* [Goal of the exercise] For every line in the material below that holds "engine", report the line.

[Opening Dataset records section]

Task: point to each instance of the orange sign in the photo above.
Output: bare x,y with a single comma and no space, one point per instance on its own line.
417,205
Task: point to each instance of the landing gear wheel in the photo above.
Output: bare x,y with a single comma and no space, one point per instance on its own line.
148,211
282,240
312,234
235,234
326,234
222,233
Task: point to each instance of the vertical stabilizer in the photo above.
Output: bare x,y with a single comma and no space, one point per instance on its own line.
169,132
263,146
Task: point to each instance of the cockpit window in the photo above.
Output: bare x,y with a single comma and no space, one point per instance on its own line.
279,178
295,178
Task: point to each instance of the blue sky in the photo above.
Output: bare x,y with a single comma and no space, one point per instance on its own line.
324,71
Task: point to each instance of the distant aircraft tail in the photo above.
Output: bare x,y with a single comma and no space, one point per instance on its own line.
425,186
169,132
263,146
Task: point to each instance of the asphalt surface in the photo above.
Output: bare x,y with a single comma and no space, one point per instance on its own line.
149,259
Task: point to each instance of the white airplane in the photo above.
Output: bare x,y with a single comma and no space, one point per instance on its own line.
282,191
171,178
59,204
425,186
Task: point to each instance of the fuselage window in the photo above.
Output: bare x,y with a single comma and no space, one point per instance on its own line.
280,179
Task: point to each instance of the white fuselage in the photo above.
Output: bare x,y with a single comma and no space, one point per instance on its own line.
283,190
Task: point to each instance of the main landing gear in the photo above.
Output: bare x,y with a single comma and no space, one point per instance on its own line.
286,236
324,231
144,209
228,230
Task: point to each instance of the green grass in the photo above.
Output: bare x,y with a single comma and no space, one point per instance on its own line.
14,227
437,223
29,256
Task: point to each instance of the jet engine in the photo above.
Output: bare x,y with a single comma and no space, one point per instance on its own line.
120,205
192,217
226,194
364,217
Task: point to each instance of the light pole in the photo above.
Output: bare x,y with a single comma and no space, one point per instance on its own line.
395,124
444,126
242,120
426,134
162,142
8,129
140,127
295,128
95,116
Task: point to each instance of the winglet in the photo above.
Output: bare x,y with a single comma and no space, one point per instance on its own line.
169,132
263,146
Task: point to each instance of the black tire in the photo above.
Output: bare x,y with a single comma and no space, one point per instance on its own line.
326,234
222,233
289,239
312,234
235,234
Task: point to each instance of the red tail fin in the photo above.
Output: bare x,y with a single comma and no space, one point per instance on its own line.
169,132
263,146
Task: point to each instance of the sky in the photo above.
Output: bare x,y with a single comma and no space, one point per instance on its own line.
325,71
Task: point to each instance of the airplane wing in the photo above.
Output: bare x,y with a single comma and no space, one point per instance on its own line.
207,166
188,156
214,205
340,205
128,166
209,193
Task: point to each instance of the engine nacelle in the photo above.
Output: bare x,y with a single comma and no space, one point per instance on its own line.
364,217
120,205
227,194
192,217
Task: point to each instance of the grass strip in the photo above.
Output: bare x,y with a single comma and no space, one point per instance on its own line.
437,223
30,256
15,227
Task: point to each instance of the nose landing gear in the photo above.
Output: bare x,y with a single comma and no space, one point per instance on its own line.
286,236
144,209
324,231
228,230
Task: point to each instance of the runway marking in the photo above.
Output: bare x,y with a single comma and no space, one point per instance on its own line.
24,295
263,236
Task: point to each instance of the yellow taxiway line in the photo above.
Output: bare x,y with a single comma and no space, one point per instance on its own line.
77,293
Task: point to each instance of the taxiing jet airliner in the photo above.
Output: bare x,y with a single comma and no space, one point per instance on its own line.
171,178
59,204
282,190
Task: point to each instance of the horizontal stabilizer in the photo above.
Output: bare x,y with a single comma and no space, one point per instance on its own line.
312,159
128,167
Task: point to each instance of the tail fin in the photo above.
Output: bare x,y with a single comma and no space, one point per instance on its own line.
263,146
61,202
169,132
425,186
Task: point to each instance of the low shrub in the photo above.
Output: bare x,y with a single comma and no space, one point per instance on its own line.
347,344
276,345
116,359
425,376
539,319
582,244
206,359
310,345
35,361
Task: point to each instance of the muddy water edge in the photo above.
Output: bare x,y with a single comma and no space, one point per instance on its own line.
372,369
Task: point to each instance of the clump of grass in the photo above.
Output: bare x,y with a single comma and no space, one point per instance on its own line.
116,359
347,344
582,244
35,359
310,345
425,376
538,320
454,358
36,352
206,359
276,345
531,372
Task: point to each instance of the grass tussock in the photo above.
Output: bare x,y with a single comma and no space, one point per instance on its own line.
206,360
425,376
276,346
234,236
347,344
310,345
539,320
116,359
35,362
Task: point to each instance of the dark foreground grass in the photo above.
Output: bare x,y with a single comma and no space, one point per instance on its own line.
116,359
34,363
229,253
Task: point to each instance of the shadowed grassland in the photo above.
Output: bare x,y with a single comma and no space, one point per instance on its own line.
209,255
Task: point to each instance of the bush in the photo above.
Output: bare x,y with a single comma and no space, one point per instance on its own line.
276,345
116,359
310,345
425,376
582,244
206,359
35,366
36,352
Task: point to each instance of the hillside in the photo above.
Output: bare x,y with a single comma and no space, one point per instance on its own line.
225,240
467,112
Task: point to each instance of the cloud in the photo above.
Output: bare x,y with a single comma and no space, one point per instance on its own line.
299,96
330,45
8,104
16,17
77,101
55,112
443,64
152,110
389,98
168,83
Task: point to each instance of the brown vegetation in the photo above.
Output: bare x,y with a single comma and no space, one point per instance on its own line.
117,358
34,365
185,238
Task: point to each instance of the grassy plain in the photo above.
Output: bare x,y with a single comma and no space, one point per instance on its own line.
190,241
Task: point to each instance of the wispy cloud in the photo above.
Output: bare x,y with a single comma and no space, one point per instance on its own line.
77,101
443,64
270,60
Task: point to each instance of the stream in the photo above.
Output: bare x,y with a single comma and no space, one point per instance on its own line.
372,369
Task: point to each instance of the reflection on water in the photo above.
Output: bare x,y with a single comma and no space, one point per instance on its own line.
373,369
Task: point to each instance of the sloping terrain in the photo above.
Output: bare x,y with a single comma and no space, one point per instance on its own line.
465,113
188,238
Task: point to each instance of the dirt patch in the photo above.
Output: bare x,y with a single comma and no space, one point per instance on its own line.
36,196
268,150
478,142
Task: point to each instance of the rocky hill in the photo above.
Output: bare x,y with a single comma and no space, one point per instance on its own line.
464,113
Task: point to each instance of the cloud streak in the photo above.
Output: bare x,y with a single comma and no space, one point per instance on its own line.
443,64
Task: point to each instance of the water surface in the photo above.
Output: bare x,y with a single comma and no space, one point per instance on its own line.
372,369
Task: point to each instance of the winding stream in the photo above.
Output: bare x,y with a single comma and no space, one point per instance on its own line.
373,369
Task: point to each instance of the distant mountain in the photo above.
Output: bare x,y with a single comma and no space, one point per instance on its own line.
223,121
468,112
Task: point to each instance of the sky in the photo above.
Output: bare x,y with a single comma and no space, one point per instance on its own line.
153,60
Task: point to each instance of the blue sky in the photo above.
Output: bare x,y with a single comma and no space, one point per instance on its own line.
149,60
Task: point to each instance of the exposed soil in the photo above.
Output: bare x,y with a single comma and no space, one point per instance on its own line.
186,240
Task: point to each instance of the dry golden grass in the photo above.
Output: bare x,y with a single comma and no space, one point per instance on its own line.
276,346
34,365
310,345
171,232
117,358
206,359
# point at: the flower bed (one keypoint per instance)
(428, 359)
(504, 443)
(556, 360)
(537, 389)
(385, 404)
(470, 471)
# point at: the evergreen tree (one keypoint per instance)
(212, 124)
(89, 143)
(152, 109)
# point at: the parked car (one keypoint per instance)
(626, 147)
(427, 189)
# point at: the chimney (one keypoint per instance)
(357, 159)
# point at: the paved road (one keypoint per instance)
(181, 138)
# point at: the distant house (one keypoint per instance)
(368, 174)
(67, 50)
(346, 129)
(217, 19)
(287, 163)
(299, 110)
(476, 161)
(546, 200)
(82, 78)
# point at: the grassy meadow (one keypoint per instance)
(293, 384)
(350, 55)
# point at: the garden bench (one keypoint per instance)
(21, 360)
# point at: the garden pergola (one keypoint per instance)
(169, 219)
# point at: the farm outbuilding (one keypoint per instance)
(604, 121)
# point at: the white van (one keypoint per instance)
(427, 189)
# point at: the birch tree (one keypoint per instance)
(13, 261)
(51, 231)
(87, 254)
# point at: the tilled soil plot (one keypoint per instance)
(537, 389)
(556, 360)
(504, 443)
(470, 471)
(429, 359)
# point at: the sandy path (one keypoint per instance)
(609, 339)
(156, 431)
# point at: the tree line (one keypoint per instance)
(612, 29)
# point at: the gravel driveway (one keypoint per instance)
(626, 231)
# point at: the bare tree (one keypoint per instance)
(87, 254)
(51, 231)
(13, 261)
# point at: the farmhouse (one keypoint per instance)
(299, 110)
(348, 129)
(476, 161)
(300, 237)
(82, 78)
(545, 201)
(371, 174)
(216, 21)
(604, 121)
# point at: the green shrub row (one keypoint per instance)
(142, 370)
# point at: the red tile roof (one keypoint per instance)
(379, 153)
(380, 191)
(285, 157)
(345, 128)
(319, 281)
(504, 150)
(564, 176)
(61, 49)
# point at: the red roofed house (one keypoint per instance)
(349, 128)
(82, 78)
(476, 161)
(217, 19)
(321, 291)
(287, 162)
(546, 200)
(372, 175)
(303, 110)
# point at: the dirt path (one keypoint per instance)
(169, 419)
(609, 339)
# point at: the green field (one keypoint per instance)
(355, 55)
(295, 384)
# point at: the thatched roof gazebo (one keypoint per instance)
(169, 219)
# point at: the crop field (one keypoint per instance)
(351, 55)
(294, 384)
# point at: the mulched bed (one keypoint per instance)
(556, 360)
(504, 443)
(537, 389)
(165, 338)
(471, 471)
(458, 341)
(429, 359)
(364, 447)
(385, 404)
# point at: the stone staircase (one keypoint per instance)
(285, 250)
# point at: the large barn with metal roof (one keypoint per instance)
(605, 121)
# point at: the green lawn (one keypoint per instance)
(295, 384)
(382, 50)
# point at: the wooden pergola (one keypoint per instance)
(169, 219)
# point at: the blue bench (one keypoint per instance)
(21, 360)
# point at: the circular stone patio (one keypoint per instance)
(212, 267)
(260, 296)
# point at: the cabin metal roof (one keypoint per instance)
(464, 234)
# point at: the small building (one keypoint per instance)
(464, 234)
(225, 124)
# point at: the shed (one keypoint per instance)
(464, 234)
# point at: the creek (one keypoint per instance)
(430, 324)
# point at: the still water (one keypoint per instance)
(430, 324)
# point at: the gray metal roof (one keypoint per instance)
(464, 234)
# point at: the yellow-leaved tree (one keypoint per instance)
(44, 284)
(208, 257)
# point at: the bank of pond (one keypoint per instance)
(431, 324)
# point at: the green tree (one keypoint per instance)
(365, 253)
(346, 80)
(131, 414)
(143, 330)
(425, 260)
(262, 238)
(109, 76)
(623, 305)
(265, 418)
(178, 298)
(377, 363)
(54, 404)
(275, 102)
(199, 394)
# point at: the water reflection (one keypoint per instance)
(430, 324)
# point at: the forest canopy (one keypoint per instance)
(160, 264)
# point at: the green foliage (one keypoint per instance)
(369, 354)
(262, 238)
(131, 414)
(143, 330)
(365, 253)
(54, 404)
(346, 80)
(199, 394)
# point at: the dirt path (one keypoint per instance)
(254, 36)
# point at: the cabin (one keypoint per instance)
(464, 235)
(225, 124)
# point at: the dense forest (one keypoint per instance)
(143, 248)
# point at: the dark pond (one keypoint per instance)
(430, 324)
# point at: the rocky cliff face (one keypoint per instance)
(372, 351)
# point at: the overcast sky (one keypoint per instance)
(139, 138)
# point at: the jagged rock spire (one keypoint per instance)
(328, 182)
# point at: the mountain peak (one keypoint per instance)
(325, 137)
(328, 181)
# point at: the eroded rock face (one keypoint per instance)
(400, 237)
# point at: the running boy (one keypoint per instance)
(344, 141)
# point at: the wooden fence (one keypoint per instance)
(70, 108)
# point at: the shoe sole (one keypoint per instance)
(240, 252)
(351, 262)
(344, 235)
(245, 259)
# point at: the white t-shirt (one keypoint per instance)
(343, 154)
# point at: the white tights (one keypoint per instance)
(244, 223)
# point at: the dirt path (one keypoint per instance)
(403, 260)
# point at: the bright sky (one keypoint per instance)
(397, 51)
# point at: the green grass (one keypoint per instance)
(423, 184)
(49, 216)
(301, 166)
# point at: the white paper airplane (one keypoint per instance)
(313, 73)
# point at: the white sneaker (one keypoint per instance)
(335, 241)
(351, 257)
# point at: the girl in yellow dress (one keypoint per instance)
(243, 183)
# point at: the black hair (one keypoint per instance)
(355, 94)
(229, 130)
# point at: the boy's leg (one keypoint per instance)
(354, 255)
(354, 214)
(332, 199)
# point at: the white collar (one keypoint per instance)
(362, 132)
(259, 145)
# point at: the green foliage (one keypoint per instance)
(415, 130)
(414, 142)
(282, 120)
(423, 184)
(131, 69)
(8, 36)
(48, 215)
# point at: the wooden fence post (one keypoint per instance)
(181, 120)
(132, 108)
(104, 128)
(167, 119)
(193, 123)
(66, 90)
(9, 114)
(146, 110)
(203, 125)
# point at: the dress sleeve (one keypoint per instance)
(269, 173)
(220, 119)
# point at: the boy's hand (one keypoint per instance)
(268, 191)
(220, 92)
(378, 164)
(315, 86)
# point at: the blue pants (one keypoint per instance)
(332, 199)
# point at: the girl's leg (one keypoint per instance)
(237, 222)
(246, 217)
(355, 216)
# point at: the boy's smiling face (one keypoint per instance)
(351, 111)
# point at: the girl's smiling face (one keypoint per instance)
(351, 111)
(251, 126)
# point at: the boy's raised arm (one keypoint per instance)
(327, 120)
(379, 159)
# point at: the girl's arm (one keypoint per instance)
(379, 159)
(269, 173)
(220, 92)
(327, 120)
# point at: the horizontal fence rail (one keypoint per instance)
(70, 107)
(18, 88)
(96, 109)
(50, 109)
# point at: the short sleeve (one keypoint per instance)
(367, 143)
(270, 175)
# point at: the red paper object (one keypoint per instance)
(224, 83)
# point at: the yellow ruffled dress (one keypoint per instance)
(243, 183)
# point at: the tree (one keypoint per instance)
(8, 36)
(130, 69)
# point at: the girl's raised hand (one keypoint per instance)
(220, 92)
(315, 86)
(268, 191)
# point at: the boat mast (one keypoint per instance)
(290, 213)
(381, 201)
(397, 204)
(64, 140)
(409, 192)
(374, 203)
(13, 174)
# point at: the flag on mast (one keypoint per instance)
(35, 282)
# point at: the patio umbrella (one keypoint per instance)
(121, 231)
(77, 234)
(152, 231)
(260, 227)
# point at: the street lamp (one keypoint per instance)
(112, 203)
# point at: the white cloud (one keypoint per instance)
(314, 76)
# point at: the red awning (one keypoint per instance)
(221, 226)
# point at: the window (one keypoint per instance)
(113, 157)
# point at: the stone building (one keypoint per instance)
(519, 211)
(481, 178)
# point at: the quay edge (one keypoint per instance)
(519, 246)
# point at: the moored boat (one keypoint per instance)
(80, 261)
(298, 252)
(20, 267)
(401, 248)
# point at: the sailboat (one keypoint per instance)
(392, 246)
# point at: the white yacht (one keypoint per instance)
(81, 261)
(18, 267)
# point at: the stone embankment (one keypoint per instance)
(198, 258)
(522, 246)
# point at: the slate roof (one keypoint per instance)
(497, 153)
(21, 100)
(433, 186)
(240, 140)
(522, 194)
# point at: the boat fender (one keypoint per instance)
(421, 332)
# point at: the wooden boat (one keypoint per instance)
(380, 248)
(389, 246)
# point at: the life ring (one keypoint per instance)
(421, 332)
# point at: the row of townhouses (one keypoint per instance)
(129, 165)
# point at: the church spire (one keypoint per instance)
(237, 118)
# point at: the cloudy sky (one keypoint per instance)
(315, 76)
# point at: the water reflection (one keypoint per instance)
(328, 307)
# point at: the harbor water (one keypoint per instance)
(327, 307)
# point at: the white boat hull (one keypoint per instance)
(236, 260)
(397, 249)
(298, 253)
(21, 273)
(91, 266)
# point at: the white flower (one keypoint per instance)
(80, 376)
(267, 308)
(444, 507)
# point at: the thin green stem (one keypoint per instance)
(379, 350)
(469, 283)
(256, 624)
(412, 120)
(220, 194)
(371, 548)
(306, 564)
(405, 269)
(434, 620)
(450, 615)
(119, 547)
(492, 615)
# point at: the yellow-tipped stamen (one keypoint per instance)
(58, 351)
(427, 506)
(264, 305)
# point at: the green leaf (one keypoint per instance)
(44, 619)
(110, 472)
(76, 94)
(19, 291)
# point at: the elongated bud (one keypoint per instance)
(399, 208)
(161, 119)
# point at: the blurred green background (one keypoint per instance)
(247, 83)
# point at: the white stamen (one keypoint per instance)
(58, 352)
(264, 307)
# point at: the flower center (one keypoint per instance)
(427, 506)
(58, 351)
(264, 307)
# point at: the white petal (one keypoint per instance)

[Closing Dataset records section]

* [Answer to the problem]
Task: point to each instance of the jet engine in the photo above.
Task: point to each instance of the engine nacelle in the photo above.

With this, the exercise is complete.